The Best American Essays 2013 Page 7
A few minutes later he pulled the truck onto the shoulder of the road by some woods, took out a hunting knife, and told me to get into the back of the cab. I began talking, saying the same things over and over. I said I knew he didn’t want to do it. I said it was his choice. I said he could do it in a few minutes. I said it was his choice. I said I wouldn’t go to the cops if nothing happened to me, but it was his choice—until he looked at me and I went still. There was going to be no more talking. I knew in my body that it was over. Then he said one word: Run. Without looking back, I ran into the woods and hid. I stayed there until I saw the truck pull onto the interstate. It was getting dark. I was still in shock, so I walked back out to the same road and started hitching south. I never went to the police and didn’t tell anyone for years.
This spring a friend sent a news-story link about a serial killer with the subject line “Is this your guy?” The serial killer’s name was Robert Ben Rhoades. Rhoades was a long-haul trucker, in jail since 1990, who had recently been convicted of a couple of new “cold cases.” I didn’t recognize him from the initial photos, but as I found pictures of him as a younger man, his face came to seem more familiar. The glasses were the same, the curve of the cheekbone, and something about the expression, particularly the set of the mouth. It had the same neutral arrogance. Rhoades looked like the guy who picked me up. But then, Rhoades looks like a lot of guys. He would have been only thirty-nine at the time, and I remember the trucker as an older man with light brown or graying hair. To a teenager, though, someone pushing forty is pretty old, and hair often looks darker in photos. The light in my memory is strange too. It was a cloudy day just before a summer storm, and everything in the truck is cast in gray.

● ● ● ●

## Written exercise A
In the essay excerpt, what different things does the narrator report saying to the driver after he stops by the woods? List each distinct statement once.

Dataset rows on where objects appear:
● ● ● ●

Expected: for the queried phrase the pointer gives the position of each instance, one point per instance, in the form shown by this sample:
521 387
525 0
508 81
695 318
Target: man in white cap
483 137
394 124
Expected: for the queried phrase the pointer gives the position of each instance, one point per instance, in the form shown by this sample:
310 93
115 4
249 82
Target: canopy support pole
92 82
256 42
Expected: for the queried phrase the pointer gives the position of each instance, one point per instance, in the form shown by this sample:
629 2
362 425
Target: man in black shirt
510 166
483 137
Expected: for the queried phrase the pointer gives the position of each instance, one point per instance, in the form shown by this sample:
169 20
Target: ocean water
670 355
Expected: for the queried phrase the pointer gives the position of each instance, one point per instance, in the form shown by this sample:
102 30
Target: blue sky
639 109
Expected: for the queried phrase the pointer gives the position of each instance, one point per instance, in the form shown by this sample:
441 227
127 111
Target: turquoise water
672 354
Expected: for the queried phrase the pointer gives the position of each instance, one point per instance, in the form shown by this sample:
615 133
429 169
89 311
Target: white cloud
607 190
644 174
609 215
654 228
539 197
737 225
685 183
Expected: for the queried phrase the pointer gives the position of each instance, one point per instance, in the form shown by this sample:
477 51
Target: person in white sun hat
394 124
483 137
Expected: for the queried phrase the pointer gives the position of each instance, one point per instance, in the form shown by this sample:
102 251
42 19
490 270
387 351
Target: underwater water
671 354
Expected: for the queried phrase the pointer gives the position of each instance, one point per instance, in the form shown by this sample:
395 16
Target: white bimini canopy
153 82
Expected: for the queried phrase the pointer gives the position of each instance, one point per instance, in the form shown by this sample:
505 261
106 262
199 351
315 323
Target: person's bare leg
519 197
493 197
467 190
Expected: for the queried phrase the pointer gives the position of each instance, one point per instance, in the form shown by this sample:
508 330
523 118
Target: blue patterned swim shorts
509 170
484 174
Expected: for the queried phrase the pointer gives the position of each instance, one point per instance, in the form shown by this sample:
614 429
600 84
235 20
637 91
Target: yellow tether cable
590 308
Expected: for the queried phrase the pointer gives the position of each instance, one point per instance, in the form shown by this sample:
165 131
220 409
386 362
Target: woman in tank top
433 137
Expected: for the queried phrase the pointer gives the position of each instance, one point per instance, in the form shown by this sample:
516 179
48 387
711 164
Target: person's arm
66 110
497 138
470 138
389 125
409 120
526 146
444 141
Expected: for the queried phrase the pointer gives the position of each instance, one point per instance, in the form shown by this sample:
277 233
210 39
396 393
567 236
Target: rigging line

● ● ● ●

## Written exercise B
How many lines of the listing contain the string "canopy"? Case counts, and the answer is the number alone.

## Complete output A
- That the narrator knew he didn't want to do it
- That it was his choice
- That he could do it in a few minutes
- That the narrator wouldn't go to the cops if nothing happened to them

## Complete output B
2